# Task requirements
Lines in which "driveway" appears should be pulled from the data below.

Items listed in a dataset
☆ ☆ ☆

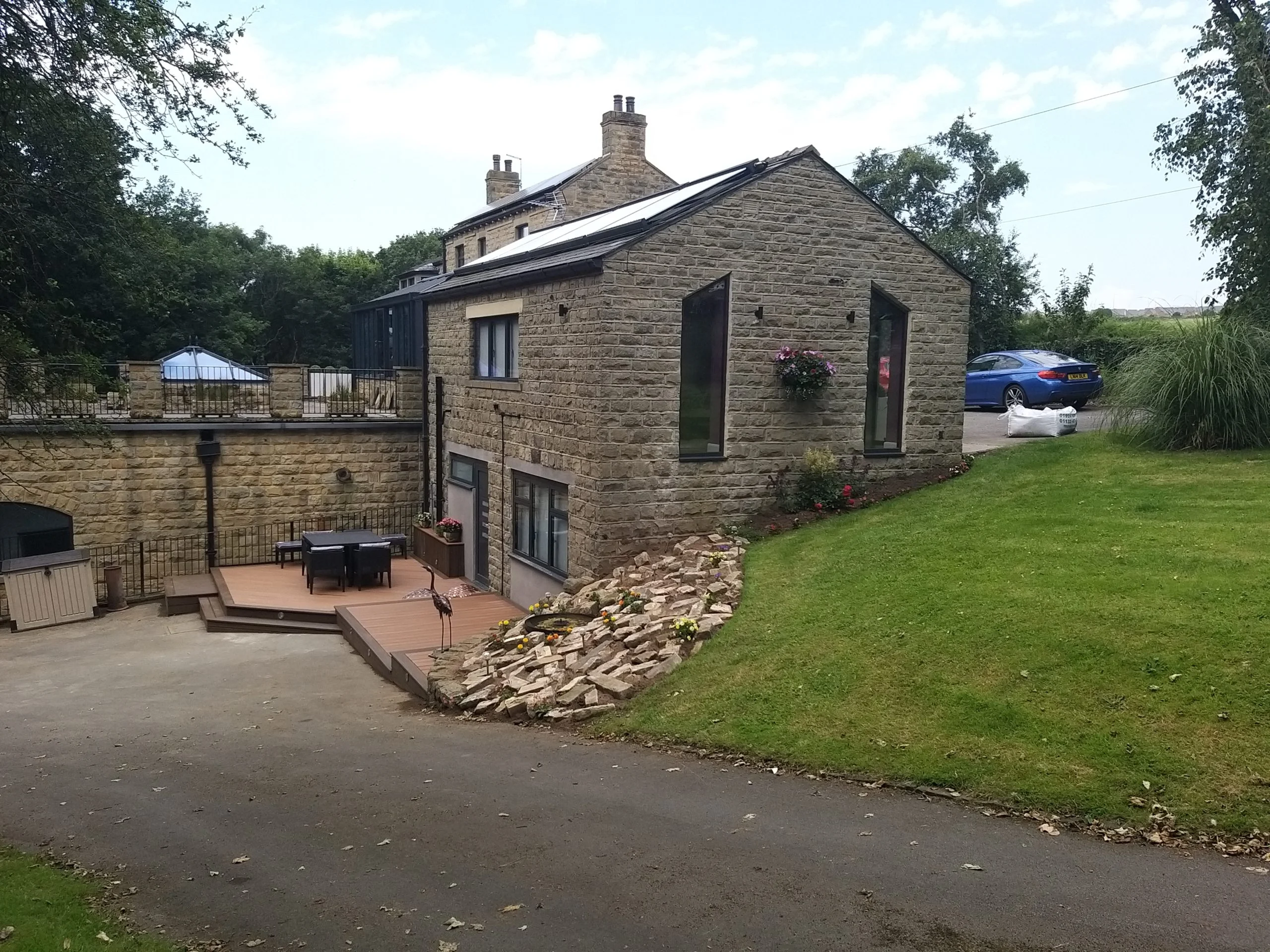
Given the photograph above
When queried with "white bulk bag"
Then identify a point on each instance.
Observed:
(1021, 422)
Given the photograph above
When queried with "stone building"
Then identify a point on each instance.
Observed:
(620, 175)
(607, 382)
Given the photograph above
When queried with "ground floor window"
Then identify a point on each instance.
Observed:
(704, 372)
(888, 353)
(541, 526)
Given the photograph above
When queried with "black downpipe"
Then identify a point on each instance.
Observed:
(423, 385)
(441, 456)
(502, 493)
(209, 451)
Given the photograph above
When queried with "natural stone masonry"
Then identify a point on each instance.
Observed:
(599, 381)
(144, 485)
(629, 644)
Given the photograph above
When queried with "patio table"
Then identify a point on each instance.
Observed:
(350, 540)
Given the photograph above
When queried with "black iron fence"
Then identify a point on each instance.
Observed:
(42, 391)
(230, 391)
(146, 564)
(339, 391)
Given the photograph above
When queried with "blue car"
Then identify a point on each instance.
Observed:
(1030, 379)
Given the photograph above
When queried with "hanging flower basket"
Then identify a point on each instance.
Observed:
(804, 373)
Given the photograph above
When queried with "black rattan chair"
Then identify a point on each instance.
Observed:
(373, 561)
(327, 561)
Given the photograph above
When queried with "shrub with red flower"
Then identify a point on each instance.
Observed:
(803, 373)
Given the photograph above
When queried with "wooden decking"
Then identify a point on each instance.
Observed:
(397, 636)
(398, 639)
(272, 588)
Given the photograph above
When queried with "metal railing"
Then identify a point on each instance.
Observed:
(241, 391)
(339, 391)
(44, 391)
(146, 564)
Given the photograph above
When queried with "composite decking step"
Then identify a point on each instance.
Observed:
(181, 593)
(211, 608)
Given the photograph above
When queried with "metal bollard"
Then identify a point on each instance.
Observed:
(114, 588)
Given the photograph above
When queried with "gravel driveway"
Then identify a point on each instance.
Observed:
(164, 753)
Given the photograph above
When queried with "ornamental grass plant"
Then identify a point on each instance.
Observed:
(1205, 388)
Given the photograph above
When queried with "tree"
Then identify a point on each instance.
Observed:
(951, 194)
(408, 250)
(87, 88)
(1225, 144)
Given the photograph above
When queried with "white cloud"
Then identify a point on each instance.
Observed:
(554, 54)
(953, 28)
(370, 24)
(1123, 10)
(878, 36)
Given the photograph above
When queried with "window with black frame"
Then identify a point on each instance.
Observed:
(496, 348)
(704, 372)
(888, 355)
(540, 530)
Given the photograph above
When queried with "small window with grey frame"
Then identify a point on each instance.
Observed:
(496, 348)
(540, 531)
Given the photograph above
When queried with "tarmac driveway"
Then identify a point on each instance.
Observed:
(166, 753)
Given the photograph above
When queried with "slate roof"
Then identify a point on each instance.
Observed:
(505, 205)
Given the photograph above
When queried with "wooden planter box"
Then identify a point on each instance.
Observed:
(446, 558)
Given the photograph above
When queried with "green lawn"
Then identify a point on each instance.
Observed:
(50, 910)
(1014, 634)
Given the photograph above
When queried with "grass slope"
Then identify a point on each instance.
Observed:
(50, 910)
(894, 642)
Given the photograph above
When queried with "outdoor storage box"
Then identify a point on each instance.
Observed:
(446, 558)
(49, 590)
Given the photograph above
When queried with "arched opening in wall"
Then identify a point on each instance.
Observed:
(33, 530)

☆ ☆ ☆

# Expected output
When queried with "gravel driveway"
When queried with "tarmac driveway"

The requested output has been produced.